■ **Instructions to follow**: The number of lines holding the string "rocky" is all that is wanted; count them in the records below.

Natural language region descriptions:
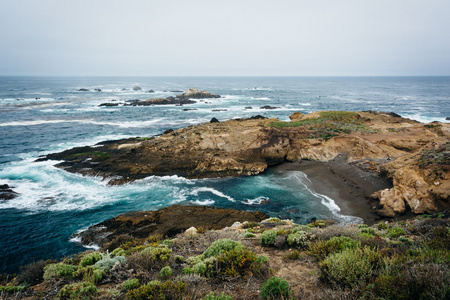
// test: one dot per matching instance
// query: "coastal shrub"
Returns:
(58, 270)
(157, 290)
(239, 262)
(166, 272)
(293, 255)
(275, 288)
(90, 259)
(11, 289)
(351, 267)
(247, 224)
(322, 249)
(248, 235)
(130, 284)
(300, 239)
(80, 290)
(107, 262)
(222, 245)
(159, 253)
(395, 231)
(213, 296)
(144, 261)
(268, 237)
(32, 273)
(383, 226)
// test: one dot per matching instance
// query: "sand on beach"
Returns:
(346, 183)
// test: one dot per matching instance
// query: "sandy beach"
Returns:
(346, 183)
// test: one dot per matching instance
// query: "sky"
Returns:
(225, 38)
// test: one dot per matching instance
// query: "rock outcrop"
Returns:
(168, 222)
(185, 98)
(408, 152)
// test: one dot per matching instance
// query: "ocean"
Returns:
(41, 115)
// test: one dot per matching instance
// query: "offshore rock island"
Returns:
(414, 156)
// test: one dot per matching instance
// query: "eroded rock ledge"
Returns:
(413, 155)
(168, 221)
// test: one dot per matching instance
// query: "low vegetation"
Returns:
(280, 260)
(329, 124)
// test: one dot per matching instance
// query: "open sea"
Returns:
(41, 115)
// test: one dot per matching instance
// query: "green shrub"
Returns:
(118, 252)
(395, 232)
(262, 259)
(275, 288)
(268, 237)
(130, 284)
(179, 259)
(212, 296)
(382, 226)
(159, 253)
(221, 246)
(59, 270)
(11, 289)
(90, 259)
(351, 267)
(293, 255)
(166, 272)
(107, 262)
(157, 290)
(239, 262)
(300, 239)
(81, 290)
(33, 273)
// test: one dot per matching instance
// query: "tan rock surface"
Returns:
(248, 147)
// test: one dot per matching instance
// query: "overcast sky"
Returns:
(231, 37)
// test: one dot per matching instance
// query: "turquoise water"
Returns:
(40, 115)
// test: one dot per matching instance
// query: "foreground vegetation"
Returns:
(273, 259)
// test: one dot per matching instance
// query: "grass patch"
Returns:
(329, 124)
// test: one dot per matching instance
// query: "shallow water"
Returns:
(45, 115)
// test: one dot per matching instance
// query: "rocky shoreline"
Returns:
(414, 156)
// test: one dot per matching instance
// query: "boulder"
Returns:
(168, 222)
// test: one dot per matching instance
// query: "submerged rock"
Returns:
(185, 98)
(168, 222)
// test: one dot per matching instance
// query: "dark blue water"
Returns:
(40, 115)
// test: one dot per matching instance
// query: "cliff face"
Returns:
(414, 155)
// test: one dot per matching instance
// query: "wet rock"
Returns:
(109, 104)
(168, 221)
(6, 193)
(268, 107)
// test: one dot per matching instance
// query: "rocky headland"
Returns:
(186, 98)
(412, 155)
(168, 221)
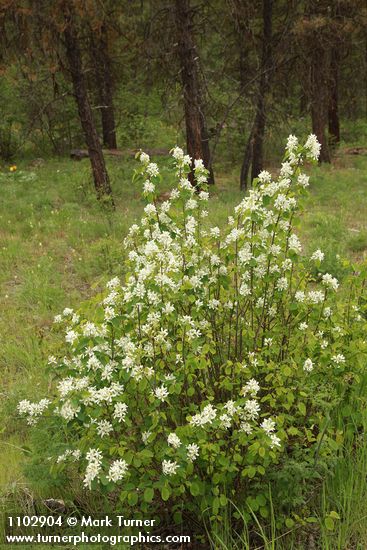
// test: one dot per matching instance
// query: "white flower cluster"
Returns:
(200, 310)
(33, 410)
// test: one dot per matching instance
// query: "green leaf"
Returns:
(165, 493)
(195, 489)
(148, 494)
(262, 452)
(132, 498)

■ **Problem solution**: 2